>> START
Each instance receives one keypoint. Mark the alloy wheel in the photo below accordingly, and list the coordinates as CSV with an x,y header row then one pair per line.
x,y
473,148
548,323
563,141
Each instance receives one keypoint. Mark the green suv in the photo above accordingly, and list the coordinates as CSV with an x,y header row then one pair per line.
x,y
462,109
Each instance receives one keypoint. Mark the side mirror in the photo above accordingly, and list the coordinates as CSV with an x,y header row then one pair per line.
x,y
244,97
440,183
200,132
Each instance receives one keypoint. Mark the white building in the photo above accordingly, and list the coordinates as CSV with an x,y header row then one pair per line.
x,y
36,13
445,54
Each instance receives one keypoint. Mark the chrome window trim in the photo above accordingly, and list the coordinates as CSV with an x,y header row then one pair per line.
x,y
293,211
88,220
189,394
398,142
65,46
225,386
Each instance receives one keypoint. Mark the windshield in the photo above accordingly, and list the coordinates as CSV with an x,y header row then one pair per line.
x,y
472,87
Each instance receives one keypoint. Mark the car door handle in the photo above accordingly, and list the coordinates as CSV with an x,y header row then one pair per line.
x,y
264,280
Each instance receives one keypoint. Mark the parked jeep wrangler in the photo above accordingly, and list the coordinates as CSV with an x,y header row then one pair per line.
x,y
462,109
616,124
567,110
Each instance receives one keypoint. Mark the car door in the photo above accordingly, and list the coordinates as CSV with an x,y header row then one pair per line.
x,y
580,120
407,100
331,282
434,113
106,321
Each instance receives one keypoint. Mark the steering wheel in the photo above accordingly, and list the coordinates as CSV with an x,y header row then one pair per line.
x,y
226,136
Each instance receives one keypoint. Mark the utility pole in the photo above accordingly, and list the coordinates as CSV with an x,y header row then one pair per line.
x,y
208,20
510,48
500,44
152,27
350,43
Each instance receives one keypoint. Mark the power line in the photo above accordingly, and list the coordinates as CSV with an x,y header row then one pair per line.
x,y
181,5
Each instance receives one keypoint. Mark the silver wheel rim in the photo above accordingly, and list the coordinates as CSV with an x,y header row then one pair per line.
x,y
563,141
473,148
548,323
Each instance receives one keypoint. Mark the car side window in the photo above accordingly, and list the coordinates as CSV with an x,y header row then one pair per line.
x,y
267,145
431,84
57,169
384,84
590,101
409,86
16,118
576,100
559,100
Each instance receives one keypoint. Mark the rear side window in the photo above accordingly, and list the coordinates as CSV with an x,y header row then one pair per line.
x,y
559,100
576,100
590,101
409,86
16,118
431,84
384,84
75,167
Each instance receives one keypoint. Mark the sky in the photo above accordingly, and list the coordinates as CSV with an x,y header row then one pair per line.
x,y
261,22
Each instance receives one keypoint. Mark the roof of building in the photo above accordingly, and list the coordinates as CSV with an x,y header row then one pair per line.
>> END
**What this task involves:**
Reproduce all of the lines above word for word, leaving nothing out and changing nothing.

**Exercise answer:**
Each instance receives one keypoint. Mark the alloy wheel in the photo below accordingly, and list the coordinates as CSV with an x,y header row then one pair per line.
x,y
473,148
548,323
563,141
Each instance receives one keypoint. Mark the green suv in the photo above accordingly, and list the coordinates as CSV with an x,y header row then one pair per line.
x,y
462,109
Each instance receives one keypoint. Mark the side mirror in the photo above accordingly, and list the coordinates as CSV with an x,y header row then one pair per line.
x,y
244,97
440,183
200,132
Each instance receives one keypoint. Mark the white building in the photo above accordingly, and list the coordinates as CSV with an x,y header row then one pair per line.
x,y
36,13
445,54
Each instance receives one keypoint. Mark the chrome window trim in the photo above accordingly, and list the coordinates as CSV with an x,y header row then one pair per line.
x,y
293,211
88,220
189,394
398,142
65,46
225,386
Each instance receives one keypoint. Mark the windshield in the photo above accordingly, and list the coordinates as CSV with an x,y header row then one pair per line.
x,y
472,87
Each instance receives one keypoint. Mark the car door handle in the photo above accordingly, and list the coordinates as CSV with an x,y header row then one pair per line.
x,y
264,280
Each instance receives one keypoint. Mark the parked jeep wrangler in the photo above accordingly, and list the coordinates as CSV with an x,y header row then one pair per line.
x,y
462,109
616,124
567,110
Each instance receives one keypoint. Mark the car door in the photo above accordingly, and list the coordinates as CSV with an x,y header row then one pair per line.
x,y
580,120
407,100
331,282
434,113
106,321
Each instance receives one keypoint. Mark the steering wheel in the photo above accordingly, and list the coordinates as CSV with an x,y header row then one pair per line.
x,y
226,136
Each instance receives one keypoint. Mark the utility pole in the photo above accordingly, and list the coordinates as CSV with an x,y header row then one pair per line.
x,y
208,20
510,48
500,44
152,27
350,43
Each instance receives one keypoint. Mark the power line in the photo above accordingly, and list the coordinates as CSV with an x,y header row then one pair per line.
x,y
181,5
Each instance receives one keypoint. Mark the silver wheel rim in the photo above accordingly, and list the coordinates as CSV with an x,y header row then one pair per line.
x,y
563,141
473,148
548,323
Each instance receives one keypoint. Mark the car side window in the photo above accordingly, and list the coordinates as CSV with an x,y header row then one pair per line.
x,y
267,145
431,84
57,169
384,84
590,101
409,86
16,118
576,100
559,100
Each instance receives one keypoint. Mark the rear side window in the photo above accordingly, and list the coordinates as CSV with an x,y header row then one pair per line.
x,y
559,100
576,100
590,101
409,86
16,118
431,84
384,84
75,167
Each instance receives one keypoint. Mark the sky in the photo above accordingly, and list the coordinates as CSV with an x,y header row then one pair per line.
x,y
261,22
Each instance receives one keypoint. Mark the roof of building in the photo above accordingly, and list the coordinates as CSV with an x,y header row then one pair per line.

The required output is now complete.